__Work required__: For this exercise, transcribe all the records below exactly.

**********

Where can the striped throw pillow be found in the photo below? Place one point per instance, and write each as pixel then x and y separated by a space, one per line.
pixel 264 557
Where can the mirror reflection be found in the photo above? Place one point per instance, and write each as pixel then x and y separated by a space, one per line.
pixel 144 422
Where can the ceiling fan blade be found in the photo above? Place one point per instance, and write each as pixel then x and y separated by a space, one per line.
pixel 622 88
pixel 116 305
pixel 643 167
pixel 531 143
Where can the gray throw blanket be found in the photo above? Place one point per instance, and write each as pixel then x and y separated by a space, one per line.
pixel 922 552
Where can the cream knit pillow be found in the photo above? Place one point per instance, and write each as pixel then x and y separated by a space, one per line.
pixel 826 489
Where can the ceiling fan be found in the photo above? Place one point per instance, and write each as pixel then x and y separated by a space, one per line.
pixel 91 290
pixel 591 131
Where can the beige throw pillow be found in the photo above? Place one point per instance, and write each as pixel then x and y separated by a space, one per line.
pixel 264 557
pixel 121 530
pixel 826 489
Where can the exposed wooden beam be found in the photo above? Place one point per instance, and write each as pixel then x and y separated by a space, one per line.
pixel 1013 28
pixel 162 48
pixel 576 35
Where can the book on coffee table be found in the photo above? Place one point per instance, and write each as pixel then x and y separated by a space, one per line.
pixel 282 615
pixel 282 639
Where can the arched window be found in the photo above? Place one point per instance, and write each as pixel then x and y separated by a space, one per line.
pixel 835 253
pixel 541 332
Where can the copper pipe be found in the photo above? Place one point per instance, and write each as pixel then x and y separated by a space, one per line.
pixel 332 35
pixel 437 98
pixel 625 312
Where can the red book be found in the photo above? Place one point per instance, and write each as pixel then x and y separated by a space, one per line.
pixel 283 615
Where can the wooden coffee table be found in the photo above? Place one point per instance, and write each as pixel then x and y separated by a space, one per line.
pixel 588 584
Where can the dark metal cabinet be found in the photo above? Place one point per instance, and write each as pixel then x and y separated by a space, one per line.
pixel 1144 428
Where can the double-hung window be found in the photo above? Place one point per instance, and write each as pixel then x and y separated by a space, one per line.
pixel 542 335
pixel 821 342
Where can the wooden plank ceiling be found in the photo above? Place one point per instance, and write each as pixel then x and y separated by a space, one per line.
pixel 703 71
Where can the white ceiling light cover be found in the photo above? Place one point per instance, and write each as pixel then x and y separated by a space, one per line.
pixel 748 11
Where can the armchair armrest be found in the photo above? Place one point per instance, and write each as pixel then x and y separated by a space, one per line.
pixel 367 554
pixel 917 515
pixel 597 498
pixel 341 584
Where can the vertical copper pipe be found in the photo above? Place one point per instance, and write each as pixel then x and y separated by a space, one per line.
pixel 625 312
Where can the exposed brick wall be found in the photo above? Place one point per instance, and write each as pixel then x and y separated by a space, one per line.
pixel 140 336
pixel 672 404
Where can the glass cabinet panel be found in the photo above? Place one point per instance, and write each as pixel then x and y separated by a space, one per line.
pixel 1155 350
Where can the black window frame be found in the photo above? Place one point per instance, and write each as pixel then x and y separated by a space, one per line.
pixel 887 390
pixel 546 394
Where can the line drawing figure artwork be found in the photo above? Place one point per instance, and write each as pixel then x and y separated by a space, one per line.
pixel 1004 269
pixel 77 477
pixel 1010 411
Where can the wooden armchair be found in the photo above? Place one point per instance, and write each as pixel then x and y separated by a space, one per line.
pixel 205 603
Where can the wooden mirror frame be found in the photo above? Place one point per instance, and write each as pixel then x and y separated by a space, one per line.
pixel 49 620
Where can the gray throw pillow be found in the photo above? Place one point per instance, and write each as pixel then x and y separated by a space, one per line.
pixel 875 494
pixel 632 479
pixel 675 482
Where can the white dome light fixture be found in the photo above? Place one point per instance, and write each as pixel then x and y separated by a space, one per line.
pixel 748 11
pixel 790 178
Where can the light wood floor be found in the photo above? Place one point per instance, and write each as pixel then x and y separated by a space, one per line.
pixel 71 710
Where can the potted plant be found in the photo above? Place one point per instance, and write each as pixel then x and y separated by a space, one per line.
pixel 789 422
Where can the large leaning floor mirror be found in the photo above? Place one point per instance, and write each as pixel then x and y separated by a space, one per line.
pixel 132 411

**********

__Task response__:
Where can the striped throw pillow be found in the photo below? Place one point per instance, and write each as pixel then x and y separated by a space, one per line.
pixel 264 557
Where can the mirror reflection be found in the photo above? Place one point per instance, and write each as pixel then x and y separated by a space, one per line.
pixel 144 422
Where can the ceiling fan blade be found in the photo above? Place one point per instance, and write each as pixel then x and y separated by a space, one per line.
pixel 622 88
pixel 116 305
pixel 643 167
pixel 531 143
Where can the gray throw blanket be found in the photo above? Place one point per instance, and write each as pixel then x and y separated by a space, one per line.
pixel 922 552
Where can the cream knit pillow be found in the photo above? Place one point per instance, and write each as pixel then x and y separated by a space, one per line.
pixel 826 489
Where can the ceiling fan be found in the photo above? Place one point per instance, and write each as pixel then x and y separated by a space, one per line.
pixel 91 290
pixel 591 131
Where can the beige throw pillow be found in the photo above? Place one point per instance, and write each as pixel then x and y separated by a space, one per line.
pixel 264 557
pixel 121 530
pixel 826 489
Where can the exposed wooden beam be found in the photo above? Place one point per instance, and write each as pixel then x and y separated by a space, one per line.
pixel 1013 28
pixel 162 48
pixel 576 35
Where can the book on coffee table be found in the photo above? Place one point per instance, and write each as pixel then x and y separated by a space, one per line.
pixel 282 615
pixel 282 639
Where can the arched window be found in the photo above? Place one point per instance, and write each as pixel then x and y separated by a space, one per line.
pixel 835 253
pixel 541 332
Where can the copper pipe be found in the photo above? Place one point per instance, and write each as pixel then x and y separated by a space, one per line.
pixel 332 35
pixel 437 98
pixel 625 312
Where can the red book be found in the photo above? Place one point per instance, and write each as pixel then x and y separated by a space, one per line.
pixel 283 615
Where can the wooden coffee table be found in the photo above? Place one point per instance, and write each as pixel then x and y separated by a space, one per line.
pixel 588 584
Where can the dark metal cabinet be found in the photo above? Place one point per instance, and write each as pixel then x and y separated by a space, one per line.
pixel 1144 428
Where can the double-hung window be found in the photo above? Place one point per instance, and write each as pixel then x and y separated by a space, one per line.
pixel 542 335
pixel 821 342
Where can the wooden plank ceiling be found in the photo above? Place one point per instance, and write each as pixel then x and y separated by a space, one per line.
pixel 703 71
Where can the white ceiling light cover be found in the photo above? Place one point per instance, and write each as pixel then x and y separated by a space, one per line.
pixel 748 11
Where can the armchair armrest be found in the photo above? Place one point per instance, and write each as pixel then x and y separated by a space, one per line.
pixel 367 554
pixel 917 515
pixel 597 498
pixel 341 584
Where can the vertical copper pipe be found in the photo above? Place one point per instance, and write each as pixel then x and y separated by a space, one per line.
pixel 625 312
Where can the exposed brick wall be found in the photo above? Place one point per instance, and write each as pixel then x and y separated by a space, one per line.
pixel 140 336
pixel 672 404
Where can the glass cabinet panel be found in the photo above? Place one point per instance, and write each as pixel then x and y separated by a space, one per line.
pixel 1155 350
Where can the black window frame be found in the photo above? Place one point per instance, and write each as pixel then x and y separated by a space, one per line.
pixel 887 390
pixel 546 394
Where can the line drawing figure artwork be found in the photo above? Place one point per instance, and write each as pixel then x and y separated by a space, one per line.
pixel 1004 269
pixel 77 477
pixel 1010 411
Where can the wooden armchair be found in the photo above? Place one point per instance, and write each as pixel then x and y separated by a space, one per line.
pixel 205 603
Where can the wooden mirror frame be found in the photo above? Place one point per instance, and write each as pixel then x and y separated by a space, one per line.
pixel 49 620
Where can the gray throw pillow be found in the photo above? Place one point per instance, and write each as pixel then x and y separated by a space, one per line.
pixel 875 494
pixel 632 479
pixel 675 482
Where can the white dome light fixture be found in the photo above? Place one point per instance, and write each as pixel then x and y separated by a space, one per line.
pixel 748 11
pixel 790 178
Where can the light wood floor be found in the photo above? Place one point per instance, and write each as pixel then x and y separated by a space, one per line.
pixel 71 710
Where can the potted plant be found in the photo above? Place one point per instance, and write each as pixel then x and y separated by a space, one per line.
pixel 789 422
Where can the large leaning floor mirror be found in the photo above? Place one point per instance, and write each as pixel then x and y separated by a space, one per line.
pixel 132 411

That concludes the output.